■ **What you will do**: Pick out every line of the records that contains the word "tactical", and copy each one.

■ **Data for processing**:
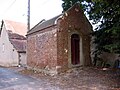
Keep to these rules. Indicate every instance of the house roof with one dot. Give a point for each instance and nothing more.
(43, 24)
(19, 45)
(18, 41)
(16, 27)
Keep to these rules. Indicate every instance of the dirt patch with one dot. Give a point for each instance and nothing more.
(83, 78)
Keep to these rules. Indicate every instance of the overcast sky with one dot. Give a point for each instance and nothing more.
(16, 10)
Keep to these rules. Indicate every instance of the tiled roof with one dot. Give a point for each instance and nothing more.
(18, 41)
(20, 45)
(15, 36)
(16, 27)
(44, 24)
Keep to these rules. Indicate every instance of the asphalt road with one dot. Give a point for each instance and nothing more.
(11, 80)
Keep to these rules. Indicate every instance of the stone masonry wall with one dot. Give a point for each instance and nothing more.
(42, 50)
(73, 21)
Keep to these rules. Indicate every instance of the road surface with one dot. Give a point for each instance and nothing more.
(11, 80)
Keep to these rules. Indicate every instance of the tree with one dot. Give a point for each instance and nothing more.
(107, 34)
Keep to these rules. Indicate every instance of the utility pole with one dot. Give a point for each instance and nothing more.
(28, 16)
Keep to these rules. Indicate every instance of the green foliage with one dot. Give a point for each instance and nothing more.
(107, 34)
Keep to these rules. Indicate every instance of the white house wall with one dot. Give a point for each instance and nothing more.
(8, 55)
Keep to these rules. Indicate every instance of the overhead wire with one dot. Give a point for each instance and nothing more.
(8, 8)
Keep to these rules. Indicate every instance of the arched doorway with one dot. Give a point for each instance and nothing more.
(75, 49)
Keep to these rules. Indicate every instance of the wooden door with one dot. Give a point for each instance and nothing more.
(75, 48)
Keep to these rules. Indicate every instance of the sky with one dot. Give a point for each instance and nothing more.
(16, 10)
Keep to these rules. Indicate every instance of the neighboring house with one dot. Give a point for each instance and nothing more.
(60, 43)
(12, 43)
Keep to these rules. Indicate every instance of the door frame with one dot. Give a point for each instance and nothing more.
(80, 49)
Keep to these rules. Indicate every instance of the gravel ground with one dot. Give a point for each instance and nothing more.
(82, 78)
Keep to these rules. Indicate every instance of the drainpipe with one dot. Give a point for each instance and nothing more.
(28, 20)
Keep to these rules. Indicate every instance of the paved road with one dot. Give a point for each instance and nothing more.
(10, 80)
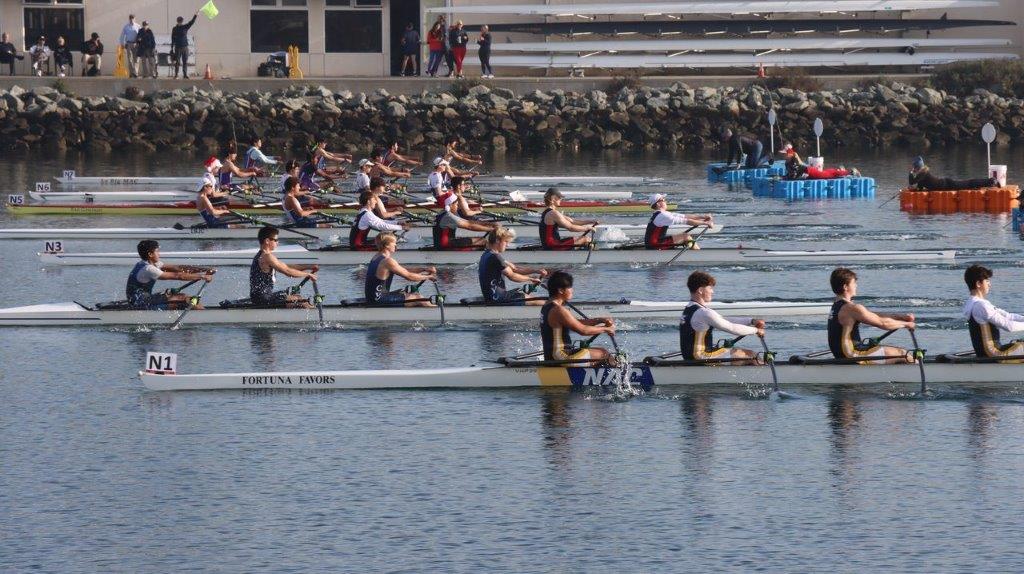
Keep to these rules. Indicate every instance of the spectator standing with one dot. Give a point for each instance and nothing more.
(484, 52)
(145, 48)
(8, 53)
(179, 45)
(459, 42)
(61, 57)
(92, 52)
(129, 34)
(435, 41)
(411, 50)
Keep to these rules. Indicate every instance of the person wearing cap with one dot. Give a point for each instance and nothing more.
(657, 235)
(92, 52)
(552, 220)
(39, 54)
(454, 216)
(145, 50)
(129, 41)
(922, 179)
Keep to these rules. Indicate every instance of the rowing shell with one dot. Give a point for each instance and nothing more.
(66, 314)
(582, 378)
(295, 255)
(415, 233)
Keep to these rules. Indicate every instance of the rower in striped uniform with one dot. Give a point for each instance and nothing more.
(366, 219)
(552, 220)
(456, 215)
(263, 275)
(494, 269)
(150, 268)
(845, 319)
(697, 324)
(985, 320)
(557, 321)
(381, 271)
(657, 235)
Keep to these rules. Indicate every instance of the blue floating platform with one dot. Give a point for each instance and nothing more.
(841, 188)
(743, 176)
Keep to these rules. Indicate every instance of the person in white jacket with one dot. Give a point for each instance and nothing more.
(985, 320)
(697, 324)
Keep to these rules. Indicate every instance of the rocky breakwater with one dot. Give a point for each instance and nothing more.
(679, 117)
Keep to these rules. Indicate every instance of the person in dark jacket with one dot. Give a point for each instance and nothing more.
(145, 50)
(179, 45)
(922, 179)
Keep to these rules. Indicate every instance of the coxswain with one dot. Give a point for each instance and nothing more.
(697, 324)
(150, 268)
(454, 216)
(743, 144)
(845, 319)
(366, 219)
(985, 320)
(922, 179)
(552, 220)
(381, 271)
(557, 321)
(255, 159)
(215, 217)
(657, 235)
(263, 275)
(296, 211)
(494, 269)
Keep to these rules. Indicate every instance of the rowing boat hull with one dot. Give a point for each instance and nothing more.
(582, 378)
(295, 255)
(73, 314)
(415, 233)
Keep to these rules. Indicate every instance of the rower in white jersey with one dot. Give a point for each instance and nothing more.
(697, 324)
(986, 320)
(656, 235)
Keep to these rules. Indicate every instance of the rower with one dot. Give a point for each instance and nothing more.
(743, 144)
(255, 159)
(986, 320)
(263, 275)
(552, 220)
(366, 219)
(144, 274)
(845, 319)
(381, 271)
(215, 216)
(295, 211)
(557, 321)
(454, 216)
(494, 269)
(697, 324)
(657, 235)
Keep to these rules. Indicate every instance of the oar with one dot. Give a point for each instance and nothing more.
(919, 355)
(193, 302)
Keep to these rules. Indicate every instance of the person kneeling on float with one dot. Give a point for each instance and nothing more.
(144, 274)
(494, 269)
(557, 321)
(697, 324)
(381, 271)
(552, 220)
(263, 275)
(984, 320)
(657, 235)
(922, 179)
(454, 216)
(845, 319)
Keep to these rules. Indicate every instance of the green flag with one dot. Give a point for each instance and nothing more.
(209, 10)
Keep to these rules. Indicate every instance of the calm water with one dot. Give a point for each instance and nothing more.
(100, 475)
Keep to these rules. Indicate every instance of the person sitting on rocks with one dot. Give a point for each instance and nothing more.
(922, 179)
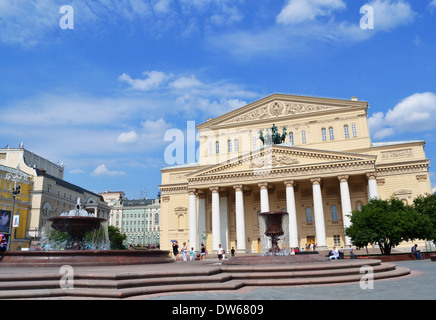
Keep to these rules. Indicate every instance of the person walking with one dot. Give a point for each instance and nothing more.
(3, 242)
(184, 251)
(416, 252)
(203, 252)
(192, 255)
(175, 250)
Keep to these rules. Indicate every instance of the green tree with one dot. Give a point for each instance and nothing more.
(116, 238)
(387, 223)
(426, 205)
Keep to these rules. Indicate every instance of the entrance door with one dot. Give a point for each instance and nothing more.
(310, 240)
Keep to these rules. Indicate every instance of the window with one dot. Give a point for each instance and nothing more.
(309, 216)
(346, 132)
(337, 240)
(331, 133)
(334, 212)
(324, 134)
(291, 138)
(210, 147)
(254, 143)
(354, 130)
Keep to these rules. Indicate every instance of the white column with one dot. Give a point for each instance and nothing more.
(240, 218)
(224, 235)
(319, 214)
(292, 212)
(264, 201)
(372, 186)
(201, 218)
(216, 228)
(193, 232)
(346, 206)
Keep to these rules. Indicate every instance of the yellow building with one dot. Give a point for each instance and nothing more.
(9, 179)
(326, 167)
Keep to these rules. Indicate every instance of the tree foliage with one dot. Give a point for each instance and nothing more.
(387, 223)
(426, 205)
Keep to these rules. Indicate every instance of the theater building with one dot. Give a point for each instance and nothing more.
(325, 167)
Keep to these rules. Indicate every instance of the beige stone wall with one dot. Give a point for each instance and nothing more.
(402, 168)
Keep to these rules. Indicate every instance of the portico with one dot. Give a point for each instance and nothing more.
(318, 179)
(308, 201)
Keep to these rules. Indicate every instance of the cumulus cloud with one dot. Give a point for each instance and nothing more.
(102, 171)
(128, 137)
(297, 11)
(414, 114)
(153, 79)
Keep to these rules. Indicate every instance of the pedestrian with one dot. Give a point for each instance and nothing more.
(192, 254)
(334, 254)
(416, 252)
(175, 250)
(220, 252)
(184, 251)
(3, 242)
(203, 252)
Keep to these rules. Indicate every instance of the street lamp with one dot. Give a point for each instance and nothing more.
(16, 178)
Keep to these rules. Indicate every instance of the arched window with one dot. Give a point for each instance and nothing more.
(236, 145)
(291, 138)
(334, 212)
(354, 130)
(331, 133)
(309, 216)
(346, 132)
(324, 134)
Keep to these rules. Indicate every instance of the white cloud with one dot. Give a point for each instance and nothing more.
(102, 170)
(186, 82)
(389, 14)
(128, 137)
(413, 114)
(297, 11)
(152, 81)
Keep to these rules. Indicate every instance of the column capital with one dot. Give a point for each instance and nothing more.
(263, 185)
(371, 175)
(343, 178)
(238, 187)
(289, 183)
(214, 189)
(192, 191)
(316, 181)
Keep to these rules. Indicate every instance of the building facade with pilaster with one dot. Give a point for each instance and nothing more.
(326, 167)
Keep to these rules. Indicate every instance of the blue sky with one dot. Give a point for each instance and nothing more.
(101, 96)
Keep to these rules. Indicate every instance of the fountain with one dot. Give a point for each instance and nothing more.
(77, 238)
(273, 222)
(272, 227)
(77, 224)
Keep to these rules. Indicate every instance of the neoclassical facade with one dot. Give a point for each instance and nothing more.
(326, 167)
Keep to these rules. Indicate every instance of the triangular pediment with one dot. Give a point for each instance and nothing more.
(277, 106)
(281, 157)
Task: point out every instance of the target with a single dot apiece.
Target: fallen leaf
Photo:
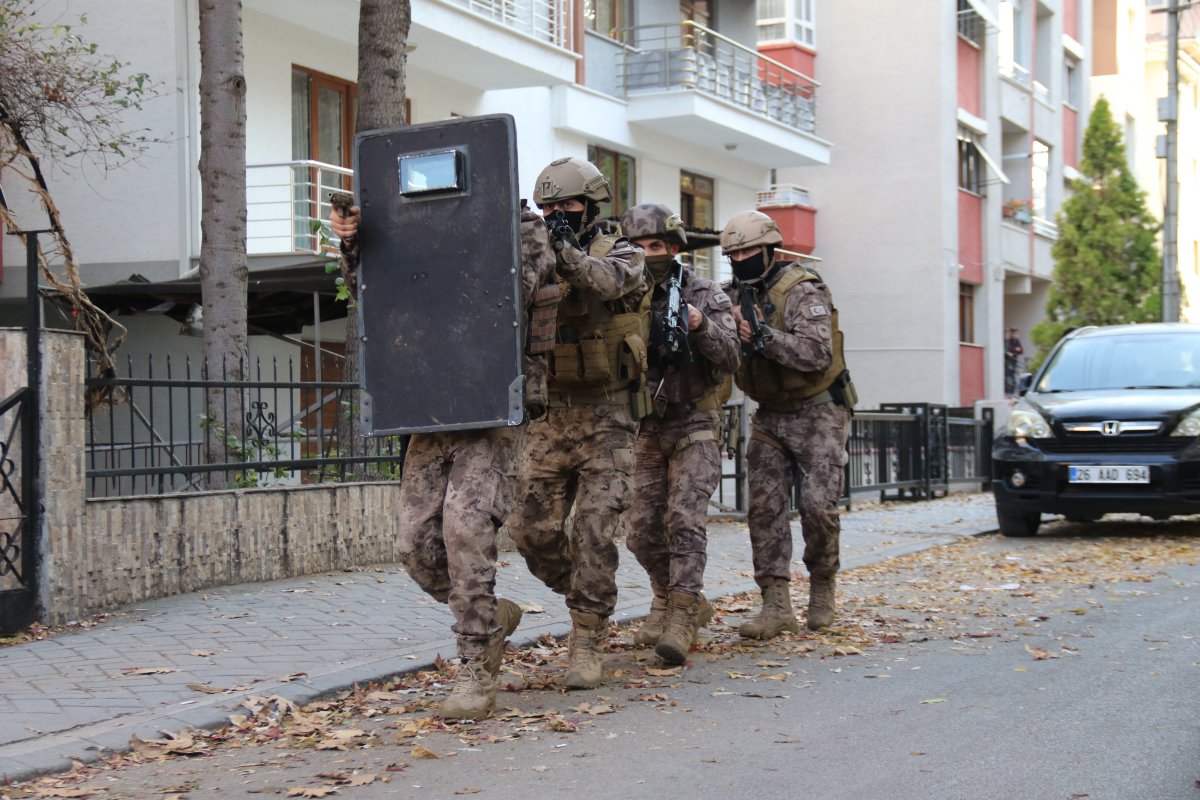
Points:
(661, 673)
(148, 671)
(1039, 654)
(207, 690)
(312, 791)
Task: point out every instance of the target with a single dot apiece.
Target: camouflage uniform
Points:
(456, 492)
(678, 456)
(808, 443)
(580, 457)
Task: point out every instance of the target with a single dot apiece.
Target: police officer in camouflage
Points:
(579, 459)
(678, 456)
(795, 370)
(456, 492)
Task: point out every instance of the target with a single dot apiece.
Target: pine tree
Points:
(1107, 269)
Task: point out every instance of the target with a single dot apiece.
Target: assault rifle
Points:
(759, 335)
(675, 319)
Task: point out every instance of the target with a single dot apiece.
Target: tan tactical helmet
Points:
(653, 220)
(749, 229)
(569, 178)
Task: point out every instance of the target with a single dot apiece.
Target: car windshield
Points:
(1125, 361)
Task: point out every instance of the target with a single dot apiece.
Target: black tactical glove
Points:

■ **Final result**:
Target: tan tactical helmet
Target: black tactical glove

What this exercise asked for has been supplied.